— Start of Excerpted records —

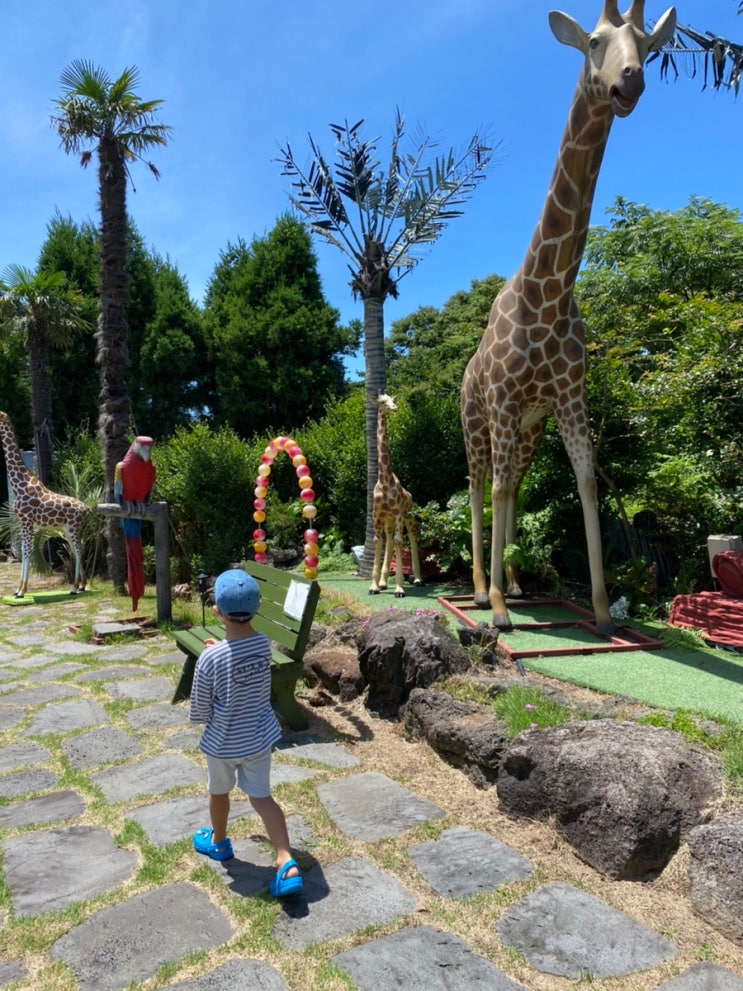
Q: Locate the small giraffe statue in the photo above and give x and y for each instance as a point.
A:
(392, 513)
(531, 359)
(35, 505)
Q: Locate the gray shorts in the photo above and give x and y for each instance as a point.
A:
(252, 774)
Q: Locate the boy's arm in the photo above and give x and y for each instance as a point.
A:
(201, 703)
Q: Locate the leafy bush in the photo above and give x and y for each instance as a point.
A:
(208, 480)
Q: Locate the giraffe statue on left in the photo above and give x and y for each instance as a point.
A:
(392, 513)
(34, 505)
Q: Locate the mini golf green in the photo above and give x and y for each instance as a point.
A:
(704, 680)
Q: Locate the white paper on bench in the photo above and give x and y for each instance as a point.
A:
(296, 599)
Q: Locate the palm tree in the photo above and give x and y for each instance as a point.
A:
(722, 60)
(392, 214)
(106, 114)
(42, 306)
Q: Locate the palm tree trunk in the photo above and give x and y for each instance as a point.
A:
(112, 338)
(41, 401)
(375, 382)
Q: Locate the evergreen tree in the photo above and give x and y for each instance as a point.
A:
(273, 340)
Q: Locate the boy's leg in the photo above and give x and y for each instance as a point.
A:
(273, 819)
(219, 811)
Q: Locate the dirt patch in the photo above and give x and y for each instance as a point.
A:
(663, 905)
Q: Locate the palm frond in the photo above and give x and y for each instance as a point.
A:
(721, 59)
(400, 207)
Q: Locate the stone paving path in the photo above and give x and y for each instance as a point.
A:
(89, 745)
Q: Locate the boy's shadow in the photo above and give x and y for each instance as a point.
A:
(249, 872)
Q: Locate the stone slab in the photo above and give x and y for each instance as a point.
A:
(119, 946)
(171, 657)
(463, 862)
(112, 629)
(26, 782)
(81, 862)
(153, 776)
(40, 694)
(175, 818)
(58, 806)
(141, 689)
(161, 716)
(421, 959)
(329, 754)
(65, 717)
(10, 717)
(340, 899)
(289, 774)
(112, 671)
(27, 639)
(128, 652)
(704, 977)
(237, 975)
(20, 754)
(100, 746)
(248, 873)
(75, 649)
(187, 739)
(370, 806)
(566, 932)
(11, 971)
(37, 661)
(58, 671)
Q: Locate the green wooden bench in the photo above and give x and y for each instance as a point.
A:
(285, 615)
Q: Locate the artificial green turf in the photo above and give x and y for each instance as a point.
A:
(706, 680)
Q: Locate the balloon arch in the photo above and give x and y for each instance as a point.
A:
(306, 494)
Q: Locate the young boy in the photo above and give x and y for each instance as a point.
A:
(231, 694)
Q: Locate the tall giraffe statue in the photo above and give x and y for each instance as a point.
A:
(531, 359)
(392, 513)
(34, 505)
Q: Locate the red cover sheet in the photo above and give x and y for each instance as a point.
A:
(719, 617)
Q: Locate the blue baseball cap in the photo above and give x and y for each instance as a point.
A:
(237, 595)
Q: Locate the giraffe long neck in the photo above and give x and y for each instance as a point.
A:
(384, 466)
(13, 461)
(559, 238)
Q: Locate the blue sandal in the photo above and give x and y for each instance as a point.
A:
(202, 843)
(283, 886)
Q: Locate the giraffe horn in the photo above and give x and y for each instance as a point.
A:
(637, 13)
(610, 10)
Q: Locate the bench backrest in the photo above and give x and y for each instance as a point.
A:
(280, 589)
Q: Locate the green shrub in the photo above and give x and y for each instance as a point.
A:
(207, 479)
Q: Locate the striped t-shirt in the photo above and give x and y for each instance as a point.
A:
(231, 693)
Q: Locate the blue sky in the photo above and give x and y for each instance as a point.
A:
(239, 78)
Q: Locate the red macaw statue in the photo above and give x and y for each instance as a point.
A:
(133, 483)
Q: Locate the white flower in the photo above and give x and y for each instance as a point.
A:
(620, 608)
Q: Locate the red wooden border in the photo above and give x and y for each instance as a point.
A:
(623, 639)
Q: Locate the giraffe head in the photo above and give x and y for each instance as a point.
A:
(615, 51)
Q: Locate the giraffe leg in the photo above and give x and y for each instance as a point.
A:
(580, 451)
(388, 546)
(477, 497)
(414, 555)
(496, 597)
(399, 576)
(78, 584)
(523, 457)
(377, 566)
(26, 544)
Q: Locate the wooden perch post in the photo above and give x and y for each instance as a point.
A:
(158, 513)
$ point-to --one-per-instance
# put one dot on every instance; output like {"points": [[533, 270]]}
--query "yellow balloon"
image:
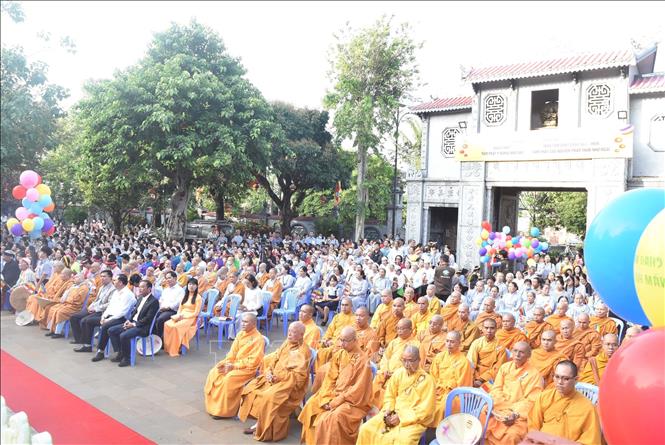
{"points": [[649, 270], [43, 189], [28, 224]]}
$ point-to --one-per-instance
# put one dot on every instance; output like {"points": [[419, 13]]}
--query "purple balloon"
{"points": [[48, 223], [17, 230]]}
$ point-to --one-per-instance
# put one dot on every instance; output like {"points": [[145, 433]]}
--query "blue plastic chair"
{"points": [[84, 309], [267, 298], [132, 355], [223, 326], [287, 307], [589, 391]]}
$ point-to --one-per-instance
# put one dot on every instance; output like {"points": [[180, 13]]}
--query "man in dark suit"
{"points": [[138, 324]]}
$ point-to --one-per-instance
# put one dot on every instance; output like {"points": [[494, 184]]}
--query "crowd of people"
{"points": [[404, 326]]}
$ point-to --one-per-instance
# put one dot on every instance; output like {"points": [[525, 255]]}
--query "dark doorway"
{"points": [[443, 226]]}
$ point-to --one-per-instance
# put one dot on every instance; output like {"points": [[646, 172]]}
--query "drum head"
{"points": [[19, 298], [460, 429], [156, 340], [24, 318]]}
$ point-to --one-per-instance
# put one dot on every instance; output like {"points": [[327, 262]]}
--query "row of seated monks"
{"points": [[386, 380]]}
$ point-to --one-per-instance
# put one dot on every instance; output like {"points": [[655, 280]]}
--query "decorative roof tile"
{"points": [[444, 104], [562, 65], [648, 84]]}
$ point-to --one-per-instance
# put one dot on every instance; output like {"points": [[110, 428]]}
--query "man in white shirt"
{"points": [[169, 301]]}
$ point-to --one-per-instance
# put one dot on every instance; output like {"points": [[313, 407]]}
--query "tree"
{"points": [[303, 160], [372, 70], [187, 109]]}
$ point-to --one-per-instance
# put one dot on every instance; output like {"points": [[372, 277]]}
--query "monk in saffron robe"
{"points": [[450, 369], [486, 355], [468, 329], [508, 335], [449, 311], [558, 316], [408, 406], [517, 386], [570, 346], [334, 413], [388, 327], [72, 304], [391, 360], [547, 357], [595, 367], [564, 412], [588, 337], [274, 395], [312, 331], [383, 309], [432, 341], [341, 320], [601, 322], [536, 327], [225, 381], [366, 338]]}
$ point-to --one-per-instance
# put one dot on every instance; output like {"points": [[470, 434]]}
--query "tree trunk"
{"points": [[362, 193], [175, 226]]}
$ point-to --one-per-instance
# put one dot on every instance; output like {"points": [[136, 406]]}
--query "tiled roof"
{"points": [[444, 104], [649, 84], [571, 64]]}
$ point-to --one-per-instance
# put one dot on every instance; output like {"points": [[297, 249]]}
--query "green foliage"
{"points": [[556, 209], [74, 215], [372, 70]]}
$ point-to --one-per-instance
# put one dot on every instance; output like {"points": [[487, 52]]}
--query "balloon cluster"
{"points": [[31, 217], [490, 243], [631, 281]]}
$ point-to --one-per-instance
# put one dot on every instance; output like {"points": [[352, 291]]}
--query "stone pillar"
{"points": [[472, 200]]}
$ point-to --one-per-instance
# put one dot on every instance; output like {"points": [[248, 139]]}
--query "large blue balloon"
{"points": [[610, 245]]}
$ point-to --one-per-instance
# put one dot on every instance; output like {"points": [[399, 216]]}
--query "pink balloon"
{"points": [[29, 179], [22, 213], [32, 194]]}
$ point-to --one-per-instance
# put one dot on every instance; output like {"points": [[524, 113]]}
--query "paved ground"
{"points": [[161, 399]]}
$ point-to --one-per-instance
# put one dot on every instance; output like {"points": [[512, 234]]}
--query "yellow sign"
{"points": [[546, 144]]}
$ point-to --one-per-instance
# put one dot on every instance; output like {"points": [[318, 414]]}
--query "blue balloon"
{"points": [[610, 245]]}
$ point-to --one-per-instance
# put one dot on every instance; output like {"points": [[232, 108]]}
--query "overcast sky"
{"points": [[283, 45]]}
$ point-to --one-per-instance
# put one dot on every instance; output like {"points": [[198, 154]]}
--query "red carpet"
{"points": [[50, 407]]}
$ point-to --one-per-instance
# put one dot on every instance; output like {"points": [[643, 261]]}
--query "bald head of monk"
{"points": [[567, 327], [610, 344], [306, 313], [347, 338], [583, 321], [435, 324], [521, 353], [548, 340], [411, 359], [565, 377], [398, 307], [508, 322], [404, 328], [296, 333], [489, 328], [248, 322], [362, 317], [463, 312], [453, 341]]}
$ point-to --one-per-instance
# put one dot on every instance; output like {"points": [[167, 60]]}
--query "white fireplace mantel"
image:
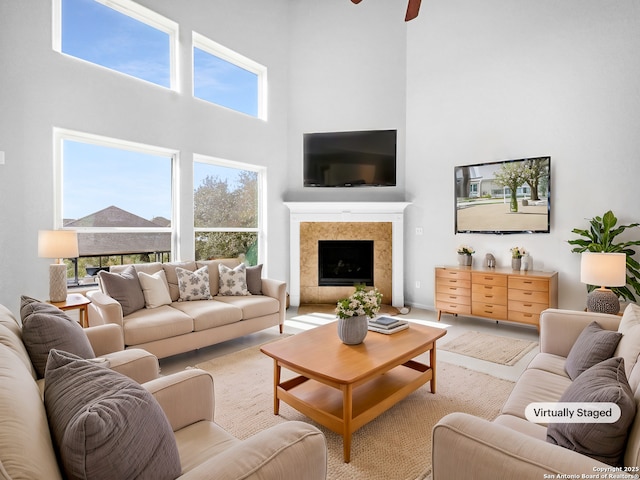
{"points": [[392, 212]]}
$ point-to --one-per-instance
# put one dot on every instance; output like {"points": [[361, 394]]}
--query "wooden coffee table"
{"points": [[343, 387]]}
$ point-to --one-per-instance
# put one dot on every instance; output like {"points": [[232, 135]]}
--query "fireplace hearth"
{"points": [[345, 263]]}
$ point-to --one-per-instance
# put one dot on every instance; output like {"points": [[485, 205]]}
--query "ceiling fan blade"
{"points": [[412, 9]]}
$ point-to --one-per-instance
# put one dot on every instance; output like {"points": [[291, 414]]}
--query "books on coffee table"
{"points": [[387, 325]]}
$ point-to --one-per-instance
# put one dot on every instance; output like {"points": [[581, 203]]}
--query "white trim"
{"points": [[348, 212]]}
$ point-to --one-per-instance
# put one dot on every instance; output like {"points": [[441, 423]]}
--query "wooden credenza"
{"points": [[496, 293]]}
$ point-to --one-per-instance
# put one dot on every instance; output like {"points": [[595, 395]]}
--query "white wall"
{"points": [[498, 79], [41, 89]]}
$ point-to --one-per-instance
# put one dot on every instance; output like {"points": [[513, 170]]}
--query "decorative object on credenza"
{"points": [[516, 257], [465, 253], [354, 313], [600, 238], [58, 244], [607, 270]]}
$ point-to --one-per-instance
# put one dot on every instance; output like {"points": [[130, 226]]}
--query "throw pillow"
{"points": [[193, 285], [106, 425], [45, 327], [254, 280], [593, 345], [233, 281], [605, 442], [155, 289], [125, 288]]}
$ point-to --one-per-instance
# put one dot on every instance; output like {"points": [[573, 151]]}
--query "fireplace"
{"points": [[345, 262]]}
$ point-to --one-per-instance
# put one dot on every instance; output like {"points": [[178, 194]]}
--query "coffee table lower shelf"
{"points": [[345, 408]]}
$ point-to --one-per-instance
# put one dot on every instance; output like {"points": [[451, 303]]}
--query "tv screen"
{"points": [[350, 159], [512, 196]]}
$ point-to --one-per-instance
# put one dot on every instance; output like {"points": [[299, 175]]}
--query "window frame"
{"points": [[261, 229], [139, 13], [211, 47], [62, 134]]}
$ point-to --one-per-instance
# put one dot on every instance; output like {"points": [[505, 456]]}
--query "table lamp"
{"points": [[607, 270], [57, 244]]}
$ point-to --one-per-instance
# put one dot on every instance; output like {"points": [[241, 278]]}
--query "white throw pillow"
{"points": [[233, 281], [193, 285], [155, 289]]}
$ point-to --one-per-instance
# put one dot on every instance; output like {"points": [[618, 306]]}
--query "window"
{"points": [[227, 209], [228, 79], [120, 35], [119, 197]]}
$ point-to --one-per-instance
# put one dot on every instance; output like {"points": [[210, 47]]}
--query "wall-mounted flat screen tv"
{"points": [[350, 159], [512, 196]]}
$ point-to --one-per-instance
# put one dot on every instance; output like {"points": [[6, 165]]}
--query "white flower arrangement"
{"points": [[362, 302], [466, 250]]}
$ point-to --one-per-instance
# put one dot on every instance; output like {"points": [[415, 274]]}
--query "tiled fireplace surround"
{"points": [[381, 222]]}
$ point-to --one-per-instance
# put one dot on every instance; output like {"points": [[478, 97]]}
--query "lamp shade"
{"points": [[57, 243], [603, 269]]}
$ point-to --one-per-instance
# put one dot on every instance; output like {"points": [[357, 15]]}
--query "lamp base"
{"points": [[57, 282], [603, 301]]}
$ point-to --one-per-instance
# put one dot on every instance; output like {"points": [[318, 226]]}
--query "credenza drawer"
{"points": [[453, 298], [491, 310], [529, 296], [489, 294], [489, 279], [524, 317], [453, 307], [526, 307], [452, 274], [525, 283]]}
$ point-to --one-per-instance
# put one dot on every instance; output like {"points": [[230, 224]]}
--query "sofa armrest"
{"points": [[465, 446], [559, 329], [105, 338], [186, 397], [288, 450], [278, 290], [103, 309]]}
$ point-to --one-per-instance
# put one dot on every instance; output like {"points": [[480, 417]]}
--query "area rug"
{"points": [[396, 445], [492, 348]]}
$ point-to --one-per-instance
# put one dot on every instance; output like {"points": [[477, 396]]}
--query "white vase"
{"points": [[353, 330]]}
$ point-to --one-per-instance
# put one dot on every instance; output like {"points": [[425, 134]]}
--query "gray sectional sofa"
{"points": [[170, 324]]}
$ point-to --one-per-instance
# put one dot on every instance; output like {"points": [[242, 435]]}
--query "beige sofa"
{"points": [[182, 326], [289, 450], [511, 447]]}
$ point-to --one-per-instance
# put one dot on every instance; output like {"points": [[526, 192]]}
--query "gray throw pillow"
{"points": [[125, 288], [45, 327], [605, 442], [105, 425], [593, 345], [254, 279]]}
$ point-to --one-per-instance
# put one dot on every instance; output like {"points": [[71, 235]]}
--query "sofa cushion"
{"points": [[155, 289], [193, 285], [105, 425], [45, 327], [254, 279], [172, 276], [593, 345], [214, 272], [605, 442], [160, 323], [233, 281], [629, 346], [124, 287]]}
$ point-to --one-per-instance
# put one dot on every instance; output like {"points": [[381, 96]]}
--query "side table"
{"points": [[76, 301]]}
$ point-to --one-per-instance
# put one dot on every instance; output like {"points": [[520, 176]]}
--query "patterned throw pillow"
{"points": [[193, 285], [233, 281]]}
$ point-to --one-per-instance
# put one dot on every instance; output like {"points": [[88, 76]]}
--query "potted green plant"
{"points": [[600, 238], [354, 313]]}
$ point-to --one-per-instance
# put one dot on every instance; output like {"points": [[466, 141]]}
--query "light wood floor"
{"points": [[295, 323]]}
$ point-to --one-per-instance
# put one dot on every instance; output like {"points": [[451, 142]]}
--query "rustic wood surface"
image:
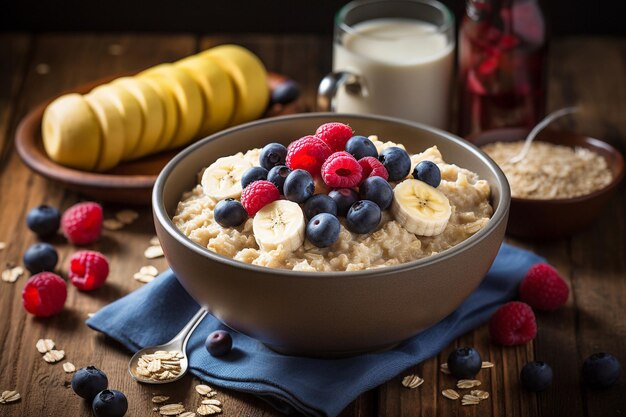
{"points": [[34, 67]]}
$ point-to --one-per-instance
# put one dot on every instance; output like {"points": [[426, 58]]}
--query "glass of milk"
{"points": [[392, 57]]}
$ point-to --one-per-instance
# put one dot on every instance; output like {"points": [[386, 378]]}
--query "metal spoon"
{"points": [[178, 343], [538, 128]]}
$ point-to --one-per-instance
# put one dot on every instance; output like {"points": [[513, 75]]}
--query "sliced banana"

— End of Excerpted records —

_Task prompt:_
Collect each line of the listing that contains the string "yellow", reproducing those lines in full. The match is case-sensitive.

_The solution:_
--query "yellow balloon"
--query "yellow sign"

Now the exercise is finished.